(Records from a collection)
-- Start --

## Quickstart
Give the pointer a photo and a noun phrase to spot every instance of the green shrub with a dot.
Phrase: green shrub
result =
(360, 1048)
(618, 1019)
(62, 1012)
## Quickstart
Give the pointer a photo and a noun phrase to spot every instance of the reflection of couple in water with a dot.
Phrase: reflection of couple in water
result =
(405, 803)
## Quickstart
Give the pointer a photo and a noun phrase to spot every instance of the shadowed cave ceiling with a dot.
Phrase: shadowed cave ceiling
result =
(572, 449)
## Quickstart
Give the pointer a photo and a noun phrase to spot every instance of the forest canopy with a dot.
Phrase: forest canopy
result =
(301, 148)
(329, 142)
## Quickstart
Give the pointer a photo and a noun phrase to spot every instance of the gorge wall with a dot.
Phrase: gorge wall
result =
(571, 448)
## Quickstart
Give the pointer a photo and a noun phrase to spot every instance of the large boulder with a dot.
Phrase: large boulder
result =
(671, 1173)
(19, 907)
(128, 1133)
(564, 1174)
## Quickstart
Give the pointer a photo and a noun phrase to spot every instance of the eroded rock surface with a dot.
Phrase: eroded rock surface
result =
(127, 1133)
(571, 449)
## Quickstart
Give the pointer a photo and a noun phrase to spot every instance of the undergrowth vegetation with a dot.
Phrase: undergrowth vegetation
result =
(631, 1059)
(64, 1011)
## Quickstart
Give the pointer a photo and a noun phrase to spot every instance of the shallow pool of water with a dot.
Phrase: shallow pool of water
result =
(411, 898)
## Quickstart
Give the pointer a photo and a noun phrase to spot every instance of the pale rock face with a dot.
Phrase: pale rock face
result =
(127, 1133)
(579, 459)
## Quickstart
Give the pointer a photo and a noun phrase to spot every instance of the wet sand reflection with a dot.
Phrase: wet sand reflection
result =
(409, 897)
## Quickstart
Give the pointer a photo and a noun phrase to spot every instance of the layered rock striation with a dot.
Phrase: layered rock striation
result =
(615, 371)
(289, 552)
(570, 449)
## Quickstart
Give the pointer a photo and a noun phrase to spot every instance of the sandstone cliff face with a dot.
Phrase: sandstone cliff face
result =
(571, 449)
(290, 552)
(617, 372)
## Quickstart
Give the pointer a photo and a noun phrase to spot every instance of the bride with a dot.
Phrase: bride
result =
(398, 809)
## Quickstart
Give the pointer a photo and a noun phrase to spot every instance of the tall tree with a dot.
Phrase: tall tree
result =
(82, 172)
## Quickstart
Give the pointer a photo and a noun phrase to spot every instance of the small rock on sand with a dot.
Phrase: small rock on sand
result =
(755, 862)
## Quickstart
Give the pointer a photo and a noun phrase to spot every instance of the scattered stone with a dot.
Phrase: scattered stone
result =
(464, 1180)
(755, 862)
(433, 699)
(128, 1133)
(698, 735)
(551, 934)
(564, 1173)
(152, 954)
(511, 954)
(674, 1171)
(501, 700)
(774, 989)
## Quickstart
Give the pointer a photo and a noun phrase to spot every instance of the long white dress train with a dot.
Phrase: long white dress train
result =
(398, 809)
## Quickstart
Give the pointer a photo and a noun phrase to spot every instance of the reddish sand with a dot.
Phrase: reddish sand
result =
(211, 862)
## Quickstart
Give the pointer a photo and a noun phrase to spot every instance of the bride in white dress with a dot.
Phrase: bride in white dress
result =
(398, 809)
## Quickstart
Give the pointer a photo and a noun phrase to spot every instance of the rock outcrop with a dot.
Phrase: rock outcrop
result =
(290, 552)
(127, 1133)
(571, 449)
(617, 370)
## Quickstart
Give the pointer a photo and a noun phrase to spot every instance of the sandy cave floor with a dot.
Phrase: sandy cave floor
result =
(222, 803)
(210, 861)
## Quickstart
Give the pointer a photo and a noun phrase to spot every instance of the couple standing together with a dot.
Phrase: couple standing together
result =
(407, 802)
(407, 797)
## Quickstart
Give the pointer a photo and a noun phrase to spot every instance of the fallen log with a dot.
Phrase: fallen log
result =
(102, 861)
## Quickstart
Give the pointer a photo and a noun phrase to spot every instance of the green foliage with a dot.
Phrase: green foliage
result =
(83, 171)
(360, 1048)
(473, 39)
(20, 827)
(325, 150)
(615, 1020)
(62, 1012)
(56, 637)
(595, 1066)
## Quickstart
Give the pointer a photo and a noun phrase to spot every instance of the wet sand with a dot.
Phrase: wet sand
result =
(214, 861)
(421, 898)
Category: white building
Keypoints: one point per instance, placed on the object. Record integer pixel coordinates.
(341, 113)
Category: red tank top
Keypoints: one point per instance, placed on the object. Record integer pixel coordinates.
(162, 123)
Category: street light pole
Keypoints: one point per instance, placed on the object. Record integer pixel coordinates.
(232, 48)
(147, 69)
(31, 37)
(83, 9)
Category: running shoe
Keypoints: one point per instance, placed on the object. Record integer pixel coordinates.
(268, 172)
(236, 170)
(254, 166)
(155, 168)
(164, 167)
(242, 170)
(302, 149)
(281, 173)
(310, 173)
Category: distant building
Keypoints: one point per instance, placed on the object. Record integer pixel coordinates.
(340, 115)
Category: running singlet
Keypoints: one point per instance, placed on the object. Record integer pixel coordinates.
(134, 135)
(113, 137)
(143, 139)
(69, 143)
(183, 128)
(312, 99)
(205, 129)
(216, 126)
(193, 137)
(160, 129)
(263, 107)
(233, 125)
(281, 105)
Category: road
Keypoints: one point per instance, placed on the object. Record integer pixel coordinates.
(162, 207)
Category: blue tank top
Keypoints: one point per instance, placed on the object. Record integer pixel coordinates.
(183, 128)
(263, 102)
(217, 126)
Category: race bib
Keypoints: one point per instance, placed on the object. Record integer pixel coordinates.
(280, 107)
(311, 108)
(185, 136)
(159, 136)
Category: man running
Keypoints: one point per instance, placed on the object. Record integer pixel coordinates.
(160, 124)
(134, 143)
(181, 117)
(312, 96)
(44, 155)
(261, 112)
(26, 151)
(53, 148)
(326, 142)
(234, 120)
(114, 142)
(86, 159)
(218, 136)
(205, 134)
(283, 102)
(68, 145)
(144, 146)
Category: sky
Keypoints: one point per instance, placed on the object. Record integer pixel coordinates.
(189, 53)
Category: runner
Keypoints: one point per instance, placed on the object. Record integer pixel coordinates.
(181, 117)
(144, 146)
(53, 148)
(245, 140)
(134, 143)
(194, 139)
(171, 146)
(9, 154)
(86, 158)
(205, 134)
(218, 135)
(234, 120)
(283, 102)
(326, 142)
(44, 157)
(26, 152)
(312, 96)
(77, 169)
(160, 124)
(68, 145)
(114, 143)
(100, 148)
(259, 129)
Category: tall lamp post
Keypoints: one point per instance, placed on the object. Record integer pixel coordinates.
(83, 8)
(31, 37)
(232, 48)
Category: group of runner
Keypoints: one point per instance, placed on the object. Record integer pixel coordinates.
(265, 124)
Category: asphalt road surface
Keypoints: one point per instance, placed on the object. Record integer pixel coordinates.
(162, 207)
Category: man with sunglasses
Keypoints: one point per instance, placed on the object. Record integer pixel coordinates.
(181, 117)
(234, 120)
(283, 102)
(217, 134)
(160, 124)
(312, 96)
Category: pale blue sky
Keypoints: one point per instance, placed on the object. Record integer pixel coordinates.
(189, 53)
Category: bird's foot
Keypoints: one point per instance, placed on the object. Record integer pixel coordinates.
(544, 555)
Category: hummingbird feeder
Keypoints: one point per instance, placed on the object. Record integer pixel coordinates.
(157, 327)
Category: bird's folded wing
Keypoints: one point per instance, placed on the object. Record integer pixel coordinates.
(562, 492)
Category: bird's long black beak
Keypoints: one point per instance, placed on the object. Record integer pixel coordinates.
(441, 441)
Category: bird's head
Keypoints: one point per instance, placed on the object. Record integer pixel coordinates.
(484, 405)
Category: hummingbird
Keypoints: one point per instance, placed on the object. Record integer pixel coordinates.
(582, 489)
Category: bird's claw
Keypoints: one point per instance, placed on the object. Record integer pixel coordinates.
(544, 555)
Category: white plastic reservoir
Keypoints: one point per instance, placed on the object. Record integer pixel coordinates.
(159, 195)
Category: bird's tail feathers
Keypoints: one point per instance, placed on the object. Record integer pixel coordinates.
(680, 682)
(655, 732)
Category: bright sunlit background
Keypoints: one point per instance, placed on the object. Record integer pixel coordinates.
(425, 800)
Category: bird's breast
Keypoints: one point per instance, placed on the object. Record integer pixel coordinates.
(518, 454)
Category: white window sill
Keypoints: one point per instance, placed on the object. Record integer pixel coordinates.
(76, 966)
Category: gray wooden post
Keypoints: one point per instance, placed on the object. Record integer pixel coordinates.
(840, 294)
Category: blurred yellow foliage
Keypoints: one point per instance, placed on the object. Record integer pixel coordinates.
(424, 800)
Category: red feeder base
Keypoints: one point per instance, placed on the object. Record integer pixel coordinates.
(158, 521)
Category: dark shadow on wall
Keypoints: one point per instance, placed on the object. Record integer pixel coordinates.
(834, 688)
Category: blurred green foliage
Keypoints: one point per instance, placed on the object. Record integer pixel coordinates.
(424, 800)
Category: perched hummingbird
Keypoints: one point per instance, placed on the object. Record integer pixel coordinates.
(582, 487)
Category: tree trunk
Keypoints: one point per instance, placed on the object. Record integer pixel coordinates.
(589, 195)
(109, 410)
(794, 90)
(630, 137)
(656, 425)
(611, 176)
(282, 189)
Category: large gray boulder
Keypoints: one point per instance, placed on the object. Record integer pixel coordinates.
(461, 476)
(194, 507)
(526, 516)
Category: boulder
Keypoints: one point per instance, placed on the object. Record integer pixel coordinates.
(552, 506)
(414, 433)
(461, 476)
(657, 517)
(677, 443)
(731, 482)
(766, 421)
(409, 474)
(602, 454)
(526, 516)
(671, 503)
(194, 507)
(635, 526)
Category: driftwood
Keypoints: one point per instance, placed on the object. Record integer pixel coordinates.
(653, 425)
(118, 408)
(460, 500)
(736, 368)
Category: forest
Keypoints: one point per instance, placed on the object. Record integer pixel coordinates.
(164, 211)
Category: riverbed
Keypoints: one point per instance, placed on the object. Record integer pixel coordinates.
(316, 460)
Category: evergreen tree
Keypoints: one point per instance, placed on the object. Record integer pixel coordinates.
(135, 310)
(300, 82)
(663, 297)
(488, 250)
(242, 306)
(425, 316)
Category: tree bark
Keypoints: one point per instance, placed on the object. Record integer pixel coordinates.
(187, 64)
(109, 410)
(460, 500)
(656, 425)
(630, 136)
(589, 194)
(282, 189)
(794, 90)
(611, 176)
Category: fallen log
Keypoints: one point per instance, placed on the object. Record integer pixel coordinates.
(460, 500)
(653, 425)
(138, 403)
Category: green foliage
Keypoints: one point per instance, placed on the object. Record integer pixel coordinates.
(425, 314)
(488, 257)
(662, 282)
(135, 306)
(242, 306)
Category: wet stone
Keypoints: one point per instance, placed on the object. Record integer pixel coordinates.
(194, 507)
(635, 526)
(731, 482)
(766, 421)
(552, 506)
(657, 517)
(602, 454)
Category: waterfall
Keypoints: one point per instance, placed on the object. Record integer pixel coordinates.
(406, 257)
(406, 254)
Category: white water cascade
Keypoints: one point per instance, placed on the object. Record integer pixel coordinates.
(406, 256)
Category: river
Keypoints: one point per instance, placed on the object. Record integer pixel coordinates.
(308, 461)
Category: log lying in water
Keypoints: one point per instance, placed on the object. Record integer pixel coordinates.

-- End --

[Problem statement]
Output exactly the lines between the one containing "Category: tree bark" and the final line above, both inclusive.

[Solution for this task]
Category: tree bark
Keypoints: one point per instance, placed on the object. Record integer pixel coordinates.
(187, 64)
(109, 410)
(460, 500)
(656, 425)
(630, 136)
(589, 194)
(282, 189)
(794, 90)
(611, 176)
Category: fallen log
Keypoints: one point per instance, placed on the object. Record integer pixel coordinates.
(460, 500)
(653, 425)
(138, 403)
Category: green foliage
Keypoints: one point per instance, placed on the object. Record integer pixel coordinates.
(425, 314)
(488, 257)
(662, 282)
(135, 306)
(242, 306)
Category: wet stone
Keypoints: one point per instance, placed on the object. Record integer pixel coordinates.
(194, 507)
(635, 526)
(731, 482)
(766, 421)
(552, 506)
(657, 517)
(602, 454)
Category: waterfall
Keypoints: one point per instance, placed on the object. Record integer pixel coordinates.
(406, 257)
(406, 254)
Category: white water cascade
Keypoints: one point per instance, placed on the object. Record integer pixel coordinates.
(406, 256)
Category: river
Keypoints: one point per instance, placed on the object. Record integer pixel coordinates.
(308, 461)
Category: log lying in water
Keypoints: one point per instance, placed on the object. Record integer pixel coordinates.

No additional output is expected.